(QUOTED TEXT):
--------------------

# How to bid an HVAC job



## mlite13

I am an electrician and am interested in starting an HVAC business. I have no idea how to bid the job. I can bid an electrical job all day. If someone can help I would really appreciate it.


----------



## refermadness

depends if you are doing the work yourself or hiring someone or subing.


----------



## FloridaHVAC

Get an iPhone... There's an App for that..


----------



## marksac

whats the name of the app


----------



## FloridaHVAC

marksac said:


> whats the name of the app


It is called Quote Express. It was like $100 back in the day... It is great and makes giving an estimate a lot easier! All my guys who give estimates have it in the field.


----------



## catmanacman

i dont know if you have any feild experiance in hvac work. when bidding hvac work better put on plenty of money for warranty work especially if your hiring subs to do the work


----------



## refermadness

warrany work? wow


----------



## jpplumbing

FloridaHVAC said:


> Get an iPhone... There's an App for that..


man theres an app for everything :laughing:


----------



## REP

Computer apps are great but I'm sure you have to plug in some numbers in order for it to work.
You really have to know what it costs you to wake up each morning.
For instance all your insurance costs stay the same if you work or sleep in.
You have wear and tear on your truck and you need gas .You have to take into consideration the wear and tear on your tools especially the test meters vacuum pump,micron gauge stuff like that.
When you bid a job all that and a ton more has to come out of that bid,plus you add your labor.Are you a hard working honest contractor ? well believe it or not that is worth something as it will build your reputation and lead to business in the future.
Its not a simple issue if you intend to be around for a while.
What you need to do is schedule an appointment with a CPA that has experience in the HVAC industry to figure out what it costs you to get up in the morning.Then you can bid a job.

--------------------

(EXTRACTED RECORDS):
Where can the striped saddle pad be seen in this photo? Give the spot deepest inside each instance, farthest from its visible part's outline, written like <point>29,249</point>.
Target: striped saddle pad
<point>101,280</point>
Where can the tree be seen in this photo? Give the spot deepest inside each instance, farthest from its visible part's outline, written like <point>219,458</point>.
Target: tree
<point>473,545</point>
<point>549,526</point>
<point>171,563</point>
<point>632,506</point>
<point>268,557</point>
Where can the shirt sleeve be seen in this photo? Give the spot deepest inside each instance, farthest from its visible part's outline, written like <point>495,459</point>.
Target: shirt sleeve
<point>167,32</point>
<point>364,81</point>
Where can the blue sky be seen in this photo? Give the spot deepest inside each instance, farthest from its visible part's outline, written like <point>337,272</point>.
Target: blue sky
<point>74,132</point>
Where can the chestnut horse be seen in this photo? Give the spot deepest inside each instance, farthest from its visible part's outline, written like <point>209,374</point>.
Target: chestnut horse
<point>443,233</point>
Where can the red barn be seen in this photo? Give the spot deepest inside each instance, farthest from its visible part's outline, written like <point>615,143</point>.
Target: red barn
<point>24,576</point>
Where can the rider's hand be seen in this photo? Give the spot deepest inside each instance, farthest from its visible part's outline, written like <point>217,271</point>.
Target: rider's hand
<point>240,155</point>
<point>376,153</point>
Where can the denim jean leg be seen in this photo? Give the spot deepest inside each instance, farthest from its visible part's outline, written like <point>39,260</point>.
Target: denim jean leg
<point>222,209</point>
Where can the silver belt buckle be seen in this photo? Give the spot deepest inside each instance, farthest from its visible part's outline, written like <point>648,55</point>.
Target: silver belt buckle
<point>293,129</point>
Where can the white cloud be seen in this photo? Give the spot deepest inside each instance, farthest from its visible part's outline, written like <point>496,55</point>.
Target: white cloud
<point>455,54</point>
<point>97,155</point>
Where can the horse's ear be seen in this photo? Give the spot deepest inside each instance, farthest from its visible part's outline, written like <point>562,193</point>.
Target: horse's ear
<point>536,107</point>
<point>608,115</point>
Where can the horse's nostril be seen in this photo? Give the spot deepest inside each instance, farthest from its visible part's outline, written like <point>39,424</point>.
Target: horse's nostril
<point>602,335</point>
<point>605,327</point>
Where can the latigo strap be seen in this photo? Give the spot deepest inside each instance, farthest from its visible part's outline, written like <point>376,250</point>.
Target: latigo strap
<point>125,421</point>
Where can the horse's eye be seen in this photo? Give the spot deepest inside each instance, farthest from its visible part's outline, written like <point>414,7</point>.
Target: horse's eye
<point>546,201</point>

--------------------

(REQUIRED ACTIONS):
(A) Decide whether each statement agrees with the thread on bidding an HVAC job. For each, answer yes or no and quote the words of the thread that decide it.
(i) The app that FloridaHVAC recommends is called Quote Express.
(ii) REP says insurance costs go down on days when no work is done.
(iii) REP advises meeting with a CPA who has experience in the HVAC industry.
(B) Extend the thread on bidding an HVAC job, starting after its last post.

(RESPONSES):
(A)
(i) Yes: "It is called Quote Express."
(ii) No: "all your insurance costs stay the same if you work or sleep in."
(iii) Yes: "schedule an appointment with a CPA that has experience in the HVAC industry"

(B)
----------



## beenthere

Are you going to do resi, commercial, or industrial HVAC?


----------



## moshei

I agree with what you said, successful HVAC bidding requires a higher level of experience and technical knowledge than that required for other trades, Also with a bit of experience in the mechanical industry, however, it is possible to bid on HVAC contracts accurately.


----------



## rmihvacr

*Re:*

Hire an HVACR mechanic for starters


----------



## jpplumbing

wow Quote Express for only $39.99. Thats alot cheaper then what i paid for my estimating software lol


----------



## Spyke45

I have never used an app to work up a bid and I would not trust it.

It sounds really basic but work up your equipment prices, tax, labor costs and everything else you need to physically bid that job. Then divide that number by the percentage of profit you want to make on the job. 30% is a good target in my area.


----------



## BarrieFurnaceRepair

mlite13 said:


> I am an electrician and am interested in starting an HVAC business. I have no idea how to bid the job. I can bid an electrical job all day. If someone can help I would really appreciate it.


LOL....that's awesome. You should try bidding plumbing too....throw in window washing and the homeowner will love you. You can give an all inclusive price. :thumbsup:


----------



## Kirwinjd

mlite13 said:


> I am an electrician and am interested in starting an HVAC business. I have no idea how to bid the job. I can bid an electrical job all day. If someone can help I would really appreciate it.


Go to work for an HVAC contractor for about 5 years before deciding to go into the business. Nothing replaces hands on experience (not even an app)
You need the privilege to screw up many times at someone else's expense and hopefully learn from those screw ups. In California, you can't even qualify for a license until you've worked for someone at least 4 years.

The HVAC trade is vastly different from all other trades. You'll be swamped with calls when its hot. You'll be swamped with calls when it's cold. In between you'll be sitting at home watching old reruns of "leave it to beaver" while waiting for the phone to ring and worrying about paying the bills. Sorry I rambled. It's a good trade if you work hard at it. Best wishes


----------



## jmyhvac

I agree with Kirwinjd, I started my own business without working for someone else and he is right you need a back up and be ready for call backs that can be expensive and will eat up all your profit. I have done very well keeping my head above water but it has not been easy and I have a long road to travel still.


----------



## independent

*selling hvac*

An app wont work for hvac sales, it just gives a prompt to enter info your expected to know ! HVAC sales requires experience in the industry and I wouldnt recommend trying it without it ! You have to know the product your selling And what the market will bear in your area also .


----------



## jmyhvac

I have done well with goodman up hear, most everyone hear is fine with whatever you push very easygoing customers which makes it nice. Still have a long way to go but this spring looks full and busy.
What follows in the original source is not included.